▶ **WHAT TO PRODUCE**:
Copy each line from the data that has the word "blue" in it.

BEGIN RECORDS SUPPLIED

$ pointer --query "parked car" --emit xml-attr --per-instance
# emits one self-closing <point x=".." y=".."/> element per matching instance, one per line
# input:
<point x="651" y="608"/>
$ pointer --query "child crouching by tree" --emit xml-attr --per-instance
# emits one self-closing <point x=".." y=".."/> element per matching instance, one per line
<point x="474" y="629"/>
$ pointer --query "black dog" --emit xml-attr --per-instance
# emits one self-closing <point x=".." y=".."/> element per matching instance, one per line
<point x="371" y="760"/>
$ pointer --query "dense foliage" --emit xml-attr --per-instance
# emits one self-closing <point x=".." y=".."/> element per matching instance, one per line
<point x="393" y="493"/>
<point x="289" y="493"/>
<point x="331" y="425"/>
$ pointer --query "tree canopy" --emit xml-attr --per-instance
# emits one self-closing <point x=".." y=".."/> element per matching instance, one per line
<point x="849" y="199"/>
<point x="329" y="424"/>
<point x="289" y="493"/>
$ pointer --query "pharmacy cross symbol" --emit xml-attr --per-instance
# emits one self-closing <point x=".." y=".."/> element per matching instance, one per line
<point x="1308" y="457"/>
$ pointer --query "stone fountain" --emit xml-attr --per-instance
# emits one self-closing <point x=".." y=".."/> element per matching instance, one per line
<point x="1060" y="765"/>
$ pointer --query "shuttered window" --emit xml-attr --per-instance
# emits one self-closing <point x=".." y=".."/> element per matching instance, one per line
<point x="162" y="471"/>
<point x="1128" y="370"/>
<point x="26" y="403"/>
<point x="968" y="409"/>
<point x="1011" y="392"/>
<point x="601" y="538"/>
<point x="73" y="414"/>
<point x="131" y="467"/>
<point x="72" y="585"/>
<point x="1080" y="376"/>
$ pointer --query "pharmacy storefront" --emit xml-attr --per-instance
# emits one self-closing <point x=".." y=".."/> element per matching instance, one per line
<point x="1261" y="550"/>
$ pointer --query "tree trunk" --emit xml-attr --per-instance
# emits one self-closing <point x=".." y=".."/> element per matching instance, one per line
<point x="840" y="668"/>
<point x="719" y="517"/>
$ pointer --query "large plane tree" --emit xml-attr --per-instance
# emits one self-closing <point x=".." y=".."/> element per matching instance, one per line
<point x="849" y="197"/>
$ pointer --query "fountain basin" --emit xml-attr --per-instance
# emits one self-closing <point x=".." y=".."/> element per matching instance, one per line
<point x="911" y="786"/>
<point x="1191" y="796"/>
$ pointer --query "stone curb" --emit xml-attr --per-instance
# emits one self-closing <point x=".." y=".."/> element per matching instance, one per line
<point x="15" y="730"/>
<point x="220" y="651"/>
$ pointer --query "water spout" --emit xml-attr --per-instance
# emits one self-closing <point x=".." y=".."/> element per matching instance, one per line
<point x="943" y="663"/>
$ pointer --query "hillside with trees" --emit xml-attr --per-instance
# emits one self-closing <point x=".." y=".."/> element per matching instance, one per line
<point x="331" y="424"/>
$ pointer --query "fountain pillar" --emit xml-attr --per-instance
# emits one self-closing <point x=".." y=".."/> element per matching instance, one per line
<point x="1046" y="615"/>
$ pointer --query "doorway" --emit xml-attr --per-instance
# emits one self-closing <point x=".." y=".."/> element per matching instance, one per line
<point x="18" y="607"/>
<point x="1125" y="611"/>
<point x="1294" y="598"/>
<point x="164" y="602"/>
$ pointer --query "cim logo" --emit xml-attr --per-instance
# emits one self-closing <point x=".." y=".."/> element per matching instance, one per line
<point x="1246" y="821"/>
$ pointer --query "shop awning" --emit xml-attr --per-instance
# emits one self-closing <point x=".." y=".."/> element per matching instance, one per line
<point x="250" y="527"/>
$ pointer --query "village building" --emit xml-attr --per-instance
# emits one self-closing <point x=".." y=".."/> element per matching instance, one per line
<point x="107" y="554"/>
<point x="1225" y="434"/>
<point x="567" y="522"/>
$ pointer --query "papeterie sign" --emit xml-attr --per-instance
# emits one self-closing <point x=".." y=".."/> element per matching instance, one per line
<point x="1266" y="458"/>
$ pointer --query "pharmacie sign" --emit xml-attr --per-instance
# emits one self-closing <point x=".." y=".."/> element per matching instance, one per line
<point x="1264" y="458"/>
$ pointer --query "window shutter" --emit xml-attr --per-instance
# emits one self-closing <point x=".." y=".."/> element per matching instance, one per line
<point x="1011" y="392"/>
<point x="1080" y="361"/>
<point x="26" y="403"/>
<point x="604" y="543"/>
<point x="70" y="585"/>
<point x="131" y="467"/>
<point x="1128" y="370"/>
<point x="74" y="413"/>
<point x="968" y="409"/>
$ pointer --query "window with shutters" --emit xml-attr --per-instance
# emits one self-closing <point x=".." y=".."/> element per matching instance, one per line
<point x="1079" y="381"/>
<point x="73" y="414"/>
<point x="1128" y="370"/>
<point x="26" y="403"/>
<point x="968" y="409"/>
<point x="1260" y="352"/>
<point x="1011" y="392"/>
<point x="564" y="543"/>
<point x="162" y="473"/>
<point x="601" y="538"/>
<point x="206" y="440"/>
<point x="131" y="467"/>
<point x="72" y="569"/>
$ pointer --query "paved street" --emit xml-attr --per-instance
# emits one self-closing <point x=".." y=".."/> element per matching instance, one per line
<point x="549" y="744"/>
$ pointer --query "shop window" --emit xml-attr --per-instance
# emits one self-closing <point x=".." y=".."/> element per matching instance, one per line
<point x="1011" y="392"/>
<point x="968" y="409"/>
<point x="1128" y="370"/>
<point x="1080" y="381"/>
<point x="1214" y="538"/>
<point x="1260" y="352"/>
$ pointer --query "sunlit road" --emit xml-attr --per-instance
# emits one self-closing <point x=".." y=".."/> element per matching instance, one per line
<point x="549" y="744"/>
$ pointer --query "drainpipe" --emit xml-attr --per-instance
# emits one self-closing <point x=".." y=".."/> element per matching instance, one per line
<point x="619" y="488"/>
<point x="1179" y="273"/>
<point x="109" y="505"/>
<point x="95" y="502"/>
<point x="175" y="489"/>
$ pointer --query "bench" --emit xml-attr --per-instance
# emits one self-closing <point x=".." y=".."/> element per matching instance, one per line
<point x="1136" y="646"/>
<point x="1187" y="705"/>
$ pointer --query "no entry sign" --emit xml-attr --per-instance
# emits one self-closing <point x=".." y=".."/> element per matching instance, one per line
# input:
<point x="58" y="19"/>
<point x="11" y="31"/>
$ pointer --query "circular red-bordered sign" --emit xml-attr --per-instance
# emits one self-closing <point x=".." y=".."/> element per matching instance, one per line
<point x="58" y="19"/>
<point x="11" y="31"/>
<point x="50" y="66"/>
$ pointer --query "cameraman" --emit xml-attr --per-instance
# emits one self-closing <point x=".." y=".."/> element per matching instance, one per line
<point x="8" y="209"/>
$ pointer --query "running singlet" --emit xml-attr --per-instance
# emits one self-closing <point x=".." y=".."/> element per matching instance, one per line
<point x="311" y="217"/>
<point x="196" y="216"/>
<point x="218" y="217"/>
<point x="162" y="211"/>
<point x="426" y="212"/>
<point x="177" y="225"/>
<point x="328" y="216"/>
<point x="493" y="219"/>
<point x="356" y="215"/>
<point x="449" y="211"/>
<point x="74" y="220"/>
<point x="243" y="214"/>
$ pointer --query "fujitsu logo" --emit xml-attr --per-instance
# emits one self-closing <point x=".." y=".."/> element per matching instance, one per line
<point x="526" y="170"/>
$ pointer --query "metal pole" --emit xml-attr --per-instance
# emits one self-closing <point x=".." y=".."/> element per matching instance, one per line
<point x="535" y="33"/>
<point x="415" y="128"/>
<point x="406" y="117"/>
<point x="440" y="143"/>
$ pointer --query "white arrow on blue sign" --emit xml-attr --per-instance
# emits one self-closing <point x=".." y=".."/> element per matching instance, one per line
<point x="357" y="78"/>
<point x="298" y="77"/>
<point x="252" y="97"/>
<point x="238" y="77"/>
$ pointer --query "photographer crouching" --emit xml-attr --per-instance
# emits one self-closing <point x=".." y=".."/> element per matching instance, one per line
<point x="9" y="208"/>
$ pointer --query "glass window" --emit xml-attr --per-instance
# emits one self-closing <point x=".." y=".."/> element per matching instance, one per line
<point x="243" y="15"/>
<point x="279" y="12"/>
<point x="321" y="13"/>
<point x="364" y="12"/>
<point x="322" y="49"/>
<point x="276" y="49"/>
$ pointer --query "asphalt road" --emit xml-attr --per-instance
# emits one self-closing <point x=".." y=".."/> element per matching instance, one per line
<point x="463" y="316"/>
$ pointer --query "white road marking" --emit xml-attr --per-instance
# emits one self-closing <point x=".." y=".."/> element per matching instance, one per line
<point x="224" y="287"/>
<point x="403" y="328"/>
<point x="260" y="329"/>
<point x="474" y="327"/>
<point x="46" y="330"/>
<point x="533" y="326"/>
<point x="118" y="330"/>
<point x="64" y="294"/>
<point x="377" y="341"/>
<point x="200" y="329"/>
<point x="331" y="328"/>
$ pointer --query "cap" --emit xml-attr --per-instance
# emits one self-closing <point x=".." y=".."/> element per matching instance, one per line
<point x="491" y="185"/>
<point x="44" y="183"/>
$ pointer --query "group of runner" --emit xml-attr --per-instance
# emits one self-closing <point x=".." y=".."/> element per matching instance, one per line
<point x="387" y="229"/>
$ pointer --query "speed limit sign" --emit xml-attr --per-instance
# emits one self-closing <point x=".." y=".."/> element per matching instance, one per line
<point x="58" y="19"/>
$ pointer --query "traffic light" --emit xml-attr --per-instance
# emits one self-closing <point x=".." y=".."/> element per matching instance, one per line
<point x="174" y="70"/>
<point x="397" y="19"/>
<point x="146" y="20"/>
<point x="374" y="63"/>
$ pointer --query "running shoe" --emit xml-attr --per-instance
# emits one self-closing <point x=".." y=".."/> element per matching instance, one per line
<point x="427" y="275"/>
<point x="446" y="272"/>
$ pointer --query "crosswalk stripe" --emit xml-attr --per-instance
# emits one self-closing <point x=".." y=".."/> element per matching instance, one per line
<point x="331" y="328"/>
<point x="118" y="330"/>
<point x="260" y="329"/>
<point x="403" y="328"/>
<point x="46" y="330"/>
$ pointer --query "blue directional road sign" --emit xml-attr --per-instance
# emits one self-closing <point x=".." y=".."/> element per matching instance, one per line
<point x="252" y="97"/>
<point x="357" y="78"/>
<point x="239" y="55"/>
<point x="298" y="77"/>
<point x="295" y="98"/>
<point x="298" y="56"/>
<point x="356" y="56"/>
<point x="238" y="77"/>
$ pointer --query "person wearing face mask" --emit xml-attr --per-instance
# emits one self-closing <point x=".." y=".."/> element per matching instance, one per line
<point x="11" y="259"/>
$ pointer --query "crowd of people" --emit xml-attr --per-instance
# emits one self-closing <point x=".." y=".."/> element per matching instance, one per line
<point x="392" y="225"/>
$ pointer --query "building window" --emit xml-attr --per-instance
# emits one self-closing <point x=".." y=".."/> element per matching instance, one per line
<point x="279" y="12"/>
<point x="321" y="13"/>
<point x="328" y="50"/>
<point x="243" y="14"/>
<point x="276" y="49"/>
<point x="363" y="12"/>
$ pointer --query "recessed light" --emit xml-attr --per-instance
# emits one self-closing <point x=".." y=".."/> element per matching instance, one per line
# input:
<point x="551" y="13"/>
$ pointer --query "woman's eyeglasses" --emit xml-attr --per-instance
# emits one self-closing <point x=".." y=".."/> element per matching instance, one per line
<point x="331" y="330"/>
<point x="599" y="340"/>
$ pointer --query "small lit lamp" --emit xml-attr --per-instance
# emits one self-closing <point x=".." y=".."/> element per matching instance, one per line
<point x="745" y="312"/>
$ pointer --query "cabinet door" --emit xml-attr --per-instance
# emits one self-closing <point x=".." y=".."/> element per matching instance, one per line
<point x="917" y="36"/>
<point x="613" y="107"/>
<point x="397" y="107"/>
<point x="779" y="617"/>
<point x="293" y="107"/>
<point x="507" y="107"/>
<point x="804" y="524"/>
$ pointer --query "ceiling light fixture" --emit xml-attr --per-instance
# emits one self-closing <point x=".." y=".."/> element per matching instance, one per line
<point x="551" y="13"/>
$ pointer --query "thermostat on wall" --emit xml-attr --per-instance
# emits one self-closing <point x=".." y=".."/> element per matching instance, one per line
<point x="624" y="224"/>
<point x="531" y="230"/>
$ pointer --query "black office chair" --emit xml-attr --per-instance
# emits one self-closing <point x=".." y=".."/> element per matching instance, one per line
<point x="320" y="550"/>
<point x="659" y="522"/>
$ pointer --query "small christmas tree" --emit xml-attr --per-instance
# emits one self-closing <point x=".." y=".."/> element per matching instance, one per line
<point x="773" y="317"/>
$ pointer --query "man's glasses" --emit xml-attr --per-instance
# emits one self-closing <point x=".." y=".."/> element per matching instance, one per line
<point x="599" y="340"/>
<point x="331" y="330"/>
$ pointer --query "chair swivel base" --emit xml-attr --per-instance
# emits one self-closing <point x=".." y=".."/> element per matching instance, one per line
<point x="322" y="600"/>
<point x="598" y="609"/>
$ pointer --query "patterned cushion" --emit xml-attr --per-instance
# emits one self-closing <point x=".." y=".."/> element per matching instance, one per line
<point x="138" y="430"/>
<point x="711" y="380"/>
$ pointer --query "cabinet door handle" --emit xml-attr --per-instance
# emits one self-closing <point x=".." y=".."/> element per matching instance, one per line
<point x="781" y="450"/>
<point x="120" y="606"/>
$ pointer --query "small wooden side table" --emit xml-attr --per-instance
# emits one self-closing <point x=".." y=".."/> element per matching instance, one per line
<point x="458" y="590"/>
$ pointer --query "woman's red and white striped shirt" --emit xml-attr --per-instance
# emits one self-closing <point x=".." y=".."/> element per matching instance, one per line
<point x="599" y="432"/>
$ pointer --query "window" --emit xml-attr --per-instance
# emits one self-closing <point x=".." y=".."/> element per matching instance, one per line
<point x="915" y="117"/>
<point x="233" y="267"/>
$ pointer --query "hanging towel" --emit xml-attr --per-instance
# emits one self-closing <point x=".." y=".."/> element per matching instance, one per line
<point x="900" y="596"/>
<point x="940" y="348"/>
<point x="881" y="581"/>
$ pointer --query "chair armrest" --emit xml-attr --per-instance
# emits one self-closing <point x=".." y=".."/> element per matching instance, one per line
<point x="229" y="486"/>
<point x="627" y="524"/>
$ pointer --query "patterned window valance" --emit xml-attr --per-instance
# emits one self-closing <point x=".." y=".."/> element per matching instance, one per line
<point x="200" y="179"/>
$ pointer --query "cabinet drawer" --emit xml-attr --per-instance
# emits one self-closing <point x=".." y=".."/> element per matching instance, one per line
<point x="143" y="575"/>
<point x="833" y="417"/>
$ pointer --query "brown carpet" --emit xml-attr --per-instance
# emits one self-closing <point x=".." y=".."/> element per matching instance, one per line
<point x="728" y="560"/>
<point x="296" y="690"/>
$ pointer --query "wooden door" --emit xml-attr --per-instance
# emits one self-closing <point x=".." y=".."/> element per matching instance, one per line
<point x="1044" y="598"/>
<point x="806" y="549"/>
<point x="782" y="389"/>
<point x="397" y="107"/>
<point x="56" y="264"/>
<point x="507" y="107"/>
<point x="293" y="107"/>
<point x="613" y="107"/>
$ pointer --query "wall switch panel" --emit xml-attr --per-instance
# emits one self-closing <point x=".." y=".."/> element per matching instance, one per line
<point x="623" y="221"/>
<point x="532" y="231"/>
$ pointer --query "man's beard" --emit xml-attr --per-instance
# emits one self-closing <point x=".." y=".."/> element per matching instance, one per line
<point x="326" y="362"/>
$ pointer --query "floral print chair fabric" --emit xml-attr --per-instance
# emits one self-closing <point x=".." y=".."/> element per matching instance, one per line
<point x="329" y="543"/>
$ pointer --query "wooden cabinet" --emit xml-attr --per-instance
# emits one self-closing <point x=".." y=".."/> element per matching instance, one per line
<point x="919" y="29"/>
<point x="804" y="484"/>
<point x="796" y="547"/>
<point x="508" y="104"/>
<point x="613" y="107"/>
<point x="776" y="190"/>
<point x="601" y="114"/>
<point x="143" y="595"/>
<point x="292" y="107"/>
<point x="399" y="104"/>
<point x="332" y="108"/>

END RECORDS SUPPLIED

▶ **ANSWER**:
$ pointer --query "white arrow on blue sign" --emit xml-attr --per-instance
$ pointer --query "blue directional road sign" --emit xml-attr --per-instance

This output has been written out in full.